_SET PROBLEM A_
In the pointing listing below, switch every "photo" to "image" and reproduce the listing otherwise unchanged, leaving out the pictures.

_SELECTED EXCERPT_
>>>
The breakneck action of their theatrical cartoons was impossible on a television budget, where each six-minute cartoon cost only a tenth as much as its big-screen counterpart. But Hanna and Barbera worked out a system of "planned animation", in which movement could be mass-produced, and cycles transferred from one character to another. Ruff & Reddy demonstrated that this planned animation, if not necessarily high art, was a system that worked.
Another thing that may not have been high art, but worked, was the Hanna-Barbera Studio's method of swiping situations from existing properties. Ruff & Reddy, with its smart little guy and big dumb guy always getting into adventures, was based on the old Crusader Rabbit formula. Many of the studio's later shows, including The Flintstones and Top Cat, used set-ups that had been done before.
Ruff & Reddy was only one segment of a half-hour show, the remainder made up of old theatrical Screen Gems cartoons, with a live-action host. Although Hanna and Barbera strongly felt the limits of their control over the presentation of their characters — which is why their subsequent shows (starting with Huckleberry Hound) were full half-hour productions — the series ran until 1964, a total of over 100 episodes.
<<<
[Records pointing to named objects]
>>>
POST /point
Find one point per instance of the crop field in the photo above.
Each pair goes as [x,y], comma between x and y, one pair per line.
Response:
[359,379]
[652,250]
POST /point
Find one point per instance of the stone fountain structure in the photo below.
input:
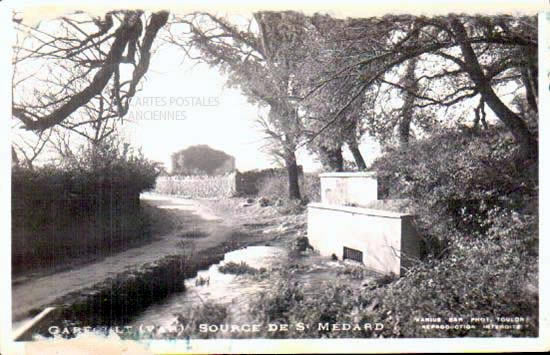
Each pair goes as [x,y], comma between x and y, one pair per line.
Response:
[351,223]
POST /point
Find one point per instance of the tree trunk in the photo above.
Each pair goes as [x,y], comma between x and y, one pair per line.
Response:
[408,106]
[331,158]
[530,81]
[527,141]
[293,177]
[357,156]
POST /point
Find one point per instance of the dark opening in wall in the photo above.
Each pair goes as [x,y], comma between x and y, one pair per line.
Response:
[353,254]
<<<
_SET PROBLEM B_
According to the Hanna-Barbera excerpt above, how many episodes of Ruff & Reddy were made in total?

_FINISHED ANSWER A_
POST /point
Find one point per instance of the crop field in the image above.
Each pair goes as [x,y], comma between x and y, one pair per line.
Response:
[359,379]
[652,250]
POST /point
Find one point per instance of the stone fountain structure in the image below.
input:
Each pair goes as [x,y], comma between x and y, one pair per line.
Response:
[351,223]
POST /point
Find one point per instance of the tree trunk in the image above.
Each pair goes as [x,y], comma between x and y, one pair per line.
Response:
[408,106]
[331,158]
[530,81]
[527,141]
[293,177]
[357,156]
POST /point
Find one point per instance of the dark opening in wall in the image above.
Each pair goes as [x,y], comma between x and y, one pair per line.
Response:
[353,254]

_FINISHED ANSWER B_
Over 100 episodes.